**Excerpted passage**

## start

As I close the heavy wooden door to the janitor’s closet, panic starts to set in. It’s pitch black and I’m completely alone — or so I hope. I push my back against the door. My heart races, adrenaline is coursing through my veins.

It’s after midnight and I’m in isolation on the second floor of the Maritime Museum of B.C. in Bastion Square. It’s reportedly one of, if not the most, haunted buildings in Victoria. I’m with about 70 aspiring ghost hunters who’ve locked themselves in the museum late Saturday night — not to take a look at the exhibits, but to see, or feel what’s not on display.

The spirits that reportedly haunt the historic building have been around since it was first built as the Supreme Court of B.C. in 1889 by H.O. Tiedemann, and later renovated by Francis Rattenbury.

Before the courthouse, the land housed a police station and barracks in the mid-19th Century. Many public hangings took place there. In fact, the gallows was in the same spot that is now the museum’s ship-building display room. The bodies of at least a dozen people were buried in the courtyard, nine of which were later exhumed and re-buried at Ross Bay Cemetery. The other three have never been found, or so the legend goes.

My hands tremble as I reach for a flashlight. The dim beam illuminates the back wall of the closet. I grab my video camera and switch on its nightvision setting. The long narrow room comes into focus. There is a bathroom stall with no door, a pile of old halogen light bulbs and some scrap pieces of wood. Shelving covers the left wall, while an old fan, a vacuum and a urinal line the other.

“Hello?” I say hesitantly as I pan from side to side with the camera. “If there are any spirits here who want to communicate with me, can you please make a sound?”

I wait for a response. For once, I’m not sure this is a question I want answered.

And then I hear the sound of fabric rubbing together, like a person’s pant legs scraping as they walk. “If that was you, can you do it again?” I ask. Nothing but silence.

The sense of panic strengthens as tension grows in my chest. It’s getting harder to breathe.

I ask again, “If there’s someone here, can you move something? Or touch me?”

## end

**Raw data**
## start

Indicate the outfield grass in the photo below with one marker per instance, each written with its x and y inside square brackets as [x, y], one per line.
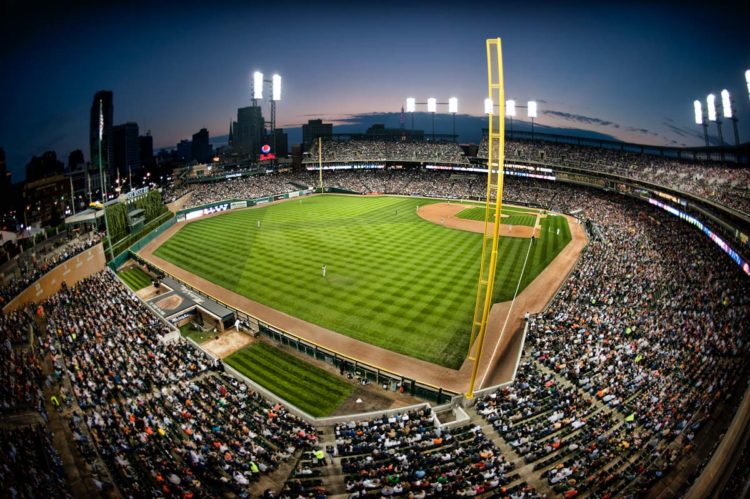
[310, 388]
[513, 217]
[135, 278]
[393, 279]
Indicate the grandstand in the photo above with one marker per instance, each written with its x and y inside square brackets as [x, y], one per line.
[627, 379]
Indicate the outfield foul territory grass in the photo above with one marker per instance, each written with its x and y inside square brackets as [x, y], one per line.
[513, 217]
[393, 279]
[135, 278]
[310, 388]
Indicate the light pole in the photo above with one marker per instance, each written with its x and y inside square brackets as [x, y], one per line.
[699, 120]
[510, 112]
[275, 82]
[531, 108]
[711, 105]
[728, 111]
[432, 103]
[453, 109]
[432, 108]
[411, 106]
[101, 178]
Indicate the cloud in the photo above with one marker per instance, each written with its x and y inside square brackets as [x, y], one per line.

## end
## start

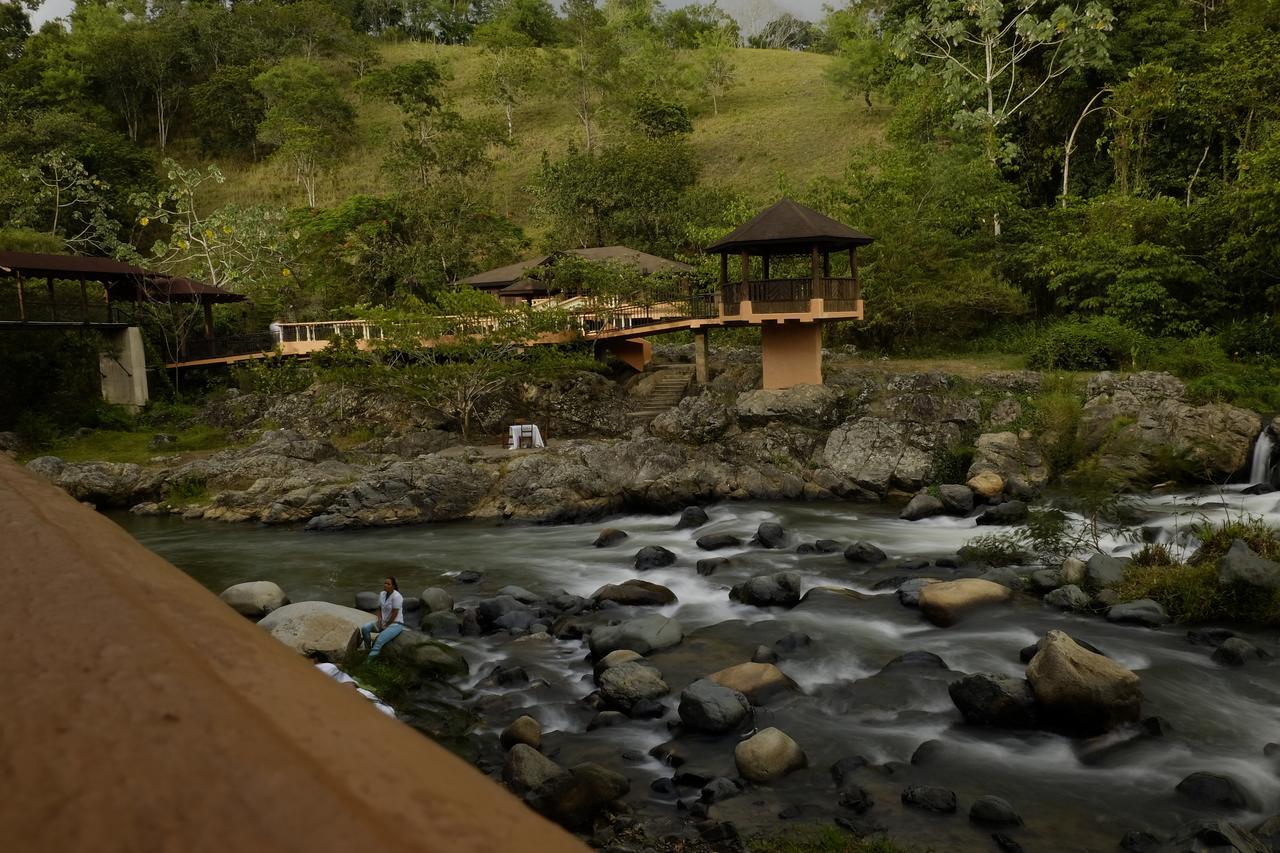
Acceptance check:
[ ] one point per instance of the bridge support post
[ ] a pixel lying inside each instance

## end

**Requirements**
**A)** Gather every line of the records that contains the word "Indicate".
**B)** Pick up the account of the ghost hunt at the Maritime Museum of B.C. and continue it after its last sentence.
The account of the ghost hunt and the records are unrelated to each other.

**Answers**
**A)**
Indicate the outfield grass in the photo below with one marker per instance, each written with its x and y inside square brackets as [x, y], one per line.
Indicate the grandstand in the photo above with one marker per instance, each written with its x and y inside square brackets as [x, y], one per line.
Indicate the outfield foul territory grass in the photo above with one marker per instance, each written with its x and y inside square brackets as [x, y], one per line.
Indicate the light pole in the photo above with one marker per instance, each written with its x and y inside square brackets as [x, y], one per line.
Indicate the cloud in the photo above with one marker per instance, each written with its x and y inside square brackets as [x, y], one per line.

**B)**
With my back still up against the door, I sense something over my right shoulder. I feel what could be fingers wrapping around my shoulder. I don’t know if it’s a ghost or my imagination. I immediately turn around and sit on the chair in the middle of the floor, facing the door. I fumble around for my camera to take a few photos, and with each click of the shutter, the flash lights up the room. There’s nothing there. At least, nothing I can see, but I feel an overwhelming female presence.

My imagination goes crazy thinking about who she could be . . . my skepticism begins to fade and I wonder if I could believe in ghosts.

I decide this isn’t a place I want to spend another minute, but it would be at least another five before my 15 minutes in isolation would end. I focus on my breathing and try to remain calm. Finally, a knock on the door.

I’m relieved to rejoin the group in the engine room. They have just finished a seance and are about to start a glass-moving session. There’s an open seat, so I sit down and place my right index finger on the glass alongside four others. We take turns asking if any spirits would like to communicate with us.

After establishing where the glass should move for both ‘yes’ and ‘no’ answers, we ask the spirits to use our energy to move the glass. It begins to move. I feel my heart’s beat pulsing in my fingertip. The vibrations move up my arm and into my body. My heart starts to race again. My cheeks turn red and my temperature rises. Beads of sweat form on my upper lip.

“Is there anyone here who would like to communicate with us?” asks the person sitting next to me. The glass moves to yes. “Are you a sailor?” The glass moves to no.

We continue asking questions, but no conclusive answers are given. We close down the session and thank the spirits for their time.

We are gathered here with clairvoyant medium Dawn Kirkham for her third ghost hunting adventure at the Maritime Museum. Kirkham moved to Victoria two years ago from Liverpool, U.K., where these types of events are quite popular. When she arrived in Victoria and noticed there wasn’t anything like this going on, she decided to give it a go.

“I put my ear to the ground and looked for places that had a lot of spirit activity,” she says.

It wasn’t long before she heard about the museum and the characters who were associated with its history, including the famous “Hanging Judge,” Chief Justice Matthew Baille Begbie.

“The energy is just mega there,” she says.

The museum has three floors of exhibits relating the rich maritime history of our province, with thousands of artifacts, ranging from the famous exploring ship, Tilikum, to the stories of wartime mariners, the great ocean liners and BC Ferries among others. The grand old building is a labyrinth of displays and back hallways, fire escapes and offices. Its two gems, the luxurious Vice-Admiralty Courthouse and the intricate bird cage elevator — the oldest of its kind in North America and rated No. 2 best elevator ride in the world by National Geographic (No. 1 is the CN Tower).

Kirkham uses her spirit guides to communicate with the paranormal and the spirit world. They came to her after she had an event that opened her up to the spirit realm.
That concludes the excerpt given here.